● ЗАДАНИЯ
1. Что, согласно тексту о межэтнических отношениях в Южном Казахстане, достаточно вместо семинаров, чтобы низовые администрации постоянно были на связи с активистами местных сообществ?
2. Продолжите текст о межэтнических отношениях в Южном Казахстане после его последней фразы.

Здесь нужна, думаю, немного другая кадровая политика – как правило, в полиции служат не меньшинства, а титульное население, не всегда местное, которое не знает людей, с которыми работает, не понимает, что они делают на казахской земле. Это же касается местных администраторов – люди не понимают, как сложилось население и почему здесь живут «какие-то дунгане или узбеки». А ведь по мелким чиновникам — сотрудникам Пенсионного фонда, налоговой, банка, где работают казахи, — люди составляют впечатление о государстве. Они могут там такого наслушаться… я знаю это из рассказов, куда им надо ехать: тем — в Узбекистан, тем — в Таджикистан, тем — вообще в «свой Китай».

— Речь о том, чтобы знакомить этническое большинство, в данном случае казахов, с историей дунган или набирать кадры из меньшинств?

— И это тоже, но знакомить надо не с историей дунган, а с историей поселка Масанчи. С историей формирования населения тех мест, чтобы они понимали, что каждый человек друг другу согражданин и он же одновременно является носителем неких специфических свойств. А для чиновника, возможно, он (житель поселка) дунганин, потому что чиновник — казах. То, что они сограждане, не всегда есть в сознании, и с этим нужно работать.

Все предпосылки для работы (с низовой прослойкой чиновников) есть. В каждом селе есть свой филиал Ассамблеи народа. Они и мониторингом занимаются, хотя я не знаю, как сейчас с этим обстоят дела. Мы с коллегами из научного центра «История и этнология» ЮКГУ им. М. Ауэзова в позапрошлом году опубликовали монографию «Факторы межэтнического взаимодействия в Южном Казахстане: исследования и практика», в которой предложили ввести индикаторный анализ, чтобы в каждом селе научить людей (из местных администраций) анализировать слухи, страхи, разговоры. Кроме того, необходимо постоянное общение низовых администраций с активистами местных сообществ, особенно если они разноэтничны. Они постоянно должны быть в контакте, сейчас для этого не нужно собирать семинаров, достаточно группы в WhatsApp. Власть должна зависеть от отношения к ней населения и дорожить этим отношением. Все «вниз» надо спускать, об этом давно говорится, но воз и ныне там.

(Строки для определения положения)
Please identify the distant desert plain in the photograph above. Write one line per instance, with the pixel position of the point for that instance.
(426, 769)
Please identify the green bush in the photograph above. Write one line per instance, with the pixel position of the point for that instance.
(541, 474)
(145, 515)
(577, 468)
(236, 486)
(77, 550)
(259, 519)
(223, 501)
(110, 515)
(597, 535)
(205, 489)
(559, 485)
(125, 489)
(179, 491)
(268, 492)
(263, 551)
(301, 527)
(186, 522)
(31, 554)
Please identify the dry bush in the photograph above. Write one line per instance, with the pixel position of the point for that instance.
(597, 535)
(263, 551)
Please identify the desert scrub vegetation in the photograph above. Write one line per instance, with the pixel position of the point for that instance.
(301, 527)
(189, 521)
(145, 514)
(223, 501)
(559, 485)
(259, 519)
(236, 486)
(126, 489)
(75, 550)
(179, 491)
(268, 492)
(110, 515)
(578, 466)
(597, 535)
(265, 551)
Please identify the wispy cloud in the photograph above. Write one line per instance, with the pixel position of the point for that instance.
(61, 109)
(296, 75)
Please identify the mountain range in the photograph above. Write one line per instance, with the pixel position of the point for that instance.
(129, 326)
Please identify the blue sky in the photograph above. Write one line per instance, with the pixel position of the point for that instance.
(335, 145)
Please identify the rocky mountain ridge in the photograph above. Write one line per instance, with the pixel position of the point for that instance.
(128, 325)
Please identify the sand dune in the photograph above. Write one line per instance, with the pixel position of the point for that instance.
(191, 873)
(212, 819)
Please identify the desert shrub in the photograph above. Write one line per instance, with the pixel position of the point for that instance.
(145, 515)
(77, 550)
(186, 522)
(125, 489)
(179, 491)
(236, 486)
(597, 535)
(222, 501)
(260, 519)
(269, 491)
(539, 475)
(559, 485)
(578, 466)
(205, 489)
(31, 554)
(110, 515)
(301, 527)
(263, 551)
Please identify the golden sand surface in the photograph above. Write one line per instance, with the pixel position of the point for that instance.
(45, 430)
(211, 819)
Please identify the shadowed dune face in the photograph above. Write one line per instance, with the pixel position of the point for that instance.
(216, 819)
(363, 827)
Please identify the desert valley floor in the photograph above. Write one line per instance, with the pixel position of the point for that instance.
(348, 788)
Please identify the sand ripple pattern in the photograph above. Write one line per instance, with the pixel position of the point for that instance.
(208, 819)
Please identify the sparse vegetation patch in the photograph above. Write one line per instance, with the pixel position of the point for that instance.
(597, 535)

● ОТВЕТЫ К ЗАДАНИЯМ
1. Достаточно группы в WhatsApp.

2.
Конфликты, подобные кордайскому, бывают периодически везде, они возникают в ходе повседневного общения и тут же на месте урегулируются, или в рамках государственных институтов, или находятся посредники через Ассамблею народа Казахстана или вне ее, и оперативно срабатывают силовики, широкая публика об этом и не узнаёт обычно. А здесь по каким-то причинам этого не случилось. Не знаю почему, возможно, слишком внезапно все произошло. Сейчас есть социальные сети, их не перекроешь, не опередишь, видимо, они оказались оперативнее.

— Это отдельный момент для исследования – роль социальных сетей в развитии конфликта.

— Конечно. О них уже диссертации написаны, про «Арабскую весну» в частности. В Казахстане я не знаю, но в России точно есть исследования о роли социальных сетей. Федеральное агентство по делам национальностей разработало специальный проект – они отслеживают контент социальных сообщений и чуть что — вмешиваются в него, у них есть такая возможность.

— В нынешнем конфликте власти говорили о «рассылках» и «провокаторах».

— Я не думаю, что в данном случае был чей-то преступный замысел. Воспользоваться — да, мог кто угодно. Но повод – это повседневная почва, когда этническая идеология приходит в соприкосновение с реальностью. При этом неравенстве ущемлены обе стороны – как титульное население, которое не видит подтверждения своей титульности, так и меньшинства, которые ощущают себя заложниками.